Stored entries:
(begin)
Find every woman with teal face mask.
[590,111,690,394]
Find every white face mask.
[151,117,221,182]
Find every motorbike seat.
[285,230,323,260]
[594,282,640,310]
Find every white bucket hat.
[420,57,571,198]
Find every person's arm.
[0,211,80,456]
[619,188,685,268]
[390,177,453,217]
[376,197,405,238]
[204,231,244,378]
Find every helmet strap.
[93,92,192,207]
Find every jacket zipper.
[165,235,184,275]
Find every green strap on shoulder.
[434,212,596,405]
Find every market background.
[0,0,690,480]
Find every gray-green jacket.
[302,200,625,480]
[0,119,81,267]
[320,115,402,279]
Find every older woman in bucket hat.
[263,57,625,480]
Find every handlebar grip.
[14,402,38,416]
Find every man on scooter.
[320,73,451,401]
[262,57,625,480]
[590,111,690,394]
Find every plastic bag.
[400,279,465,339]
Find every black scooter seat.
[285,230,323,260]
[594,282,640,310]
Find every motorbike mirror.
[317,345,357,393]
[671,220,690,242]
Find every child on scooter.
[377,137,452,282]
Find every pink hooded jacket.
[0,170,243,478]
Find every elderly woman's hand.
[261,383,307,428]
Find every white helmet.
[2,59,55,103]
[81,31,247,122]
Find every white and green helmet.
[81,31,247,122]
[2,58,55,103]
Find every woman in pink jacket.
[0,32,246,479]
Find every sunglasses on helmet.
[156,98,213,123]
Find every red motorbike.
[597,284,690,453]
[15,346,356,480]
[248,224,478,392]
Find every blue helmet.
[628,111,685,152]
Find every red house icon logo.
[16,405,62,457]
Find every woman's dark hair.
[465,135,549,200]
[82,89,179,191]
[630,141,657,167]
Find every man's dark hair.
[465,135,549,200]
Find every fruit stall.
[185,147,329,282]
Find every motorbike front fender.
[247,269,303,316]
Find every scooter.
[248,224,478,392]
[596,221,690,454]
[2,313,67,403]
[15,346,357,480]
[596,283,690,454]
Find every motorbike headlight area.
(end)
Exercise brief - Rewrite all the records above, swapping "motorbike" for "motorcycle" wherever it occurs and leaving everything else unchanged.

Result of the task -
Find every woman with teal face mask.
[590,111,690,394]
Find every white face mask.
[151,117,221,182]
Find every motorcycle seat.
[285,230,323,260]
[594,282,640,310]
Find every white bucket hat.
[420,57,571,198]
Find every person's arm.
[0,211,80,456]
[619,188,685,268]
[390,177,453,217]
[376,197,405,238]
[204,231,244,378]
Find every helmet strap.
[93,92,192,207]
Find every jacket zipper.
[165,235,184,275]
Find every green strap on shoulder.
[434,212,596,405]
Find every market background.
[0,0,690,480]
Find every gray-green jacket.
[302,200,625,480]
[0,119,81,267]
[320,115,402,279]
Find every older woman in bucket hat.
[263,57,625,480]
Find every handlebar grip.
[14,402,38,416]
Find every man on scooter.
[320,73,451,401]
[262,57,625,480]
[590,111,690,394]
Find every plastic bag.
[400,279,465,339]
Find every black scooter seat.
[285,230,323,260]
[594,282,640,310]
Find every motorcycle mirror.
[317,345,357,393]
[671,220,690,242]
Find every child on scooter.
[377,137,452,282]
Find every pink hooded jacket.
[0,170,243,478]
Find every elderly woman's hand.
[261,383,307,428]
Find every white helmet.
[2,59,55,103]
[81,31,247,122]
Find every white and green helmet.
[81,31,247,122]
[2,58,55,103]
Find every woman in pink jacket.
[0,32,246,479]
Find every sunglasses on helmet.
[156,98,213,123]
Find every red motorcycle.
[597,284,690,453]
[15,346,356,480]
[248,224,478,392]
Find every blue helmet.
[628,111,685,152]
Find every red house icon logo.
[16,405,62,457]
Find every woman's dark hair.
[465,135,549,200]
[82,89,179,191]
[630,141,657,167]
Find every man's dark hair.
[465,135,549,200]
Find every fruit stall.
[185,147,329,282]
Find every motorcycle front fender.
[247,269,303,316]
Find every scooter.
[248,224,478,392]
[596,221,690,454]
[2,313,67,403]
[15,346,357,480]
[596,283,690,454]
Find every motorcycle headlight area.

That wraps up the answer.